- Acciones requeridas -
1. Copia del artículo sobre Selma Lagerlöf el pasaje que empieza con "No es ésta la" y sigue hasta "un acto público.", reemplazando "leyenda" por "fábula".
2. Según el artículo sobre Selma Lagerlöf, ¿qué endulza a la mujer el sacrificio de su libertad?

- Artículo -
════════════════════
A la edad necesaria ingresó en la Escuela Normal Superior de Estocolmo para graduarse de profesora. Y lo fue durante algunos años del Liceo de Niñas de Lanskrona.

Es frecuente ya esta mezcla de literatura y pedagogía entre nosotras, mujeres. El hombre artista rara vez se somete al yugo de la disciplina, menos aun de la rígida coyunda del horario escolar. La mujer no sólo la acepta sino que la busca. El amor a los niños endulza el sacrificio de su libertad. Más de alguna siente que para completarse, necesita, a falta de física, de esa maternidad espiritual que es la esencia de las relaciones entre maestra y discípula.

No es ésta la ocasión de tratar en detalle de la especial psicología de las artistas-pedagogas. Anotemos, sí, porque es verdadero, en Selma Lagerlöf como en muchas otras, que el carácter de la profesión las inclina más hacía lo subjetivo que a lo objetivo, más hacia la leyenda que a la realidad, más a la lírica y a la novela que al drama.

Algún día habrán de revisarse los valores históricos y sociales desde un punto de vista que ahora descuidan los exégetas: el del impulso vital, de la energía psíquica que ha menester una obra literaria o un acto público.
════════════════════
Entradas tomadas de una colección
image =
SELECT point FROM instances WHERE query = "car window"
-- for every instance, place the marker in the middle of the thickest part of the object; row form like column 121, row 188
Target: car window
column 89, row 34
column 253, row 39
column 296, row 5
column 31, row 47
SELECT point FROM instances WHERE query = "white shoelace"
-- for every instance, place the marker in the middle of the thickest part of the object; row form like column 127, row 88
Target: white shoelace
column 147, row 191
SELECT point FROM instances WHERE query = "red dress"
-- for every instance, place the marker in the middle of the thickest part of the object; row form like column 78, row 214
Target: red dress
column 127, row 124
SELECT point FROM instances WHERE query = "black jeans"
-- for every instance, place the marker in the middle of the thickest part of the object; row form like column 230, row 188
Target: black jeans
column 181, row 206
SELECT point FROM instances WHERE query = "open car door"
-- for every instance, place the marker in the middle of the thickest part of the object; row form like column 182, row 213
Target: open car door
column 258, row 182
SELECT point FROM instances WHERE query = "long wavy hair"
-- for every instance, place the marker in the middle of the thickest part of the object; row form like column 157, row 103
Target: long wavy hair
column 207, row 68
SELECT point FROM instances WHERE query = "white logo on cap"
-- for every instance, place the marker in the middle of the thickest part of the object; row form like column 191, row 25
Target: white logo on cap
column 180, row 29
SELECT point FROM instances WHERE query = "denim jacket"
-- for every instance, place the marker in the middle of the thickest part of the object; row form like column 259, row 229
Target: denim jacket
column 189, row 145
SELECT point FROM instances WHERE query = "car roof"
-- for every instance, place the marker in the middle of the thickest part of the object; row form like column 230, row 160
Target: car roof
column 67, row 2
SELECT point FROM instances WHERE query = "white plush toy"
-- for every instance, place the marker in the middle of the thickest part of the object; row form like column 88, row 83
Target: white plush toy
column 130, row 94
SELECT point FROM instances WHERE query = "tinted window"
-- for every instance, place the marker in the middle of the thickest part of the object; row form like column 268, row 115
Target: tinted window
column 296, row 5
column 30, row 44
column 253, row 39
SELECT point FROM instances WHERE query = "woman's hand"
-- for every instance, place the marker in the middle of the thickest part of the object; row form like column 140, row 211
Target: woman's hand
════════════════════
- Respuestas -
1.
No es ésta la ocasión de tratar en detalle de la especial psicología de las artistas-pedagogas. Anotemos, sí, porque es verdadero, en Selma Lagerlöf como en muchas otras, que el carácter de la profesión las inclina más hacía lo subjetivo que a lo objetivo, más hacia la fábula que a la realidad, más a la lírica y a la novela que al drama.

Algún día habrán de revisarse los valores históricos y sociales desde un punto de vista que ahora descuidan los exégetas: el del impulso vital, de la energía psíquica que ha menester una obra literaria o un acto público.

2. El amor a los niños.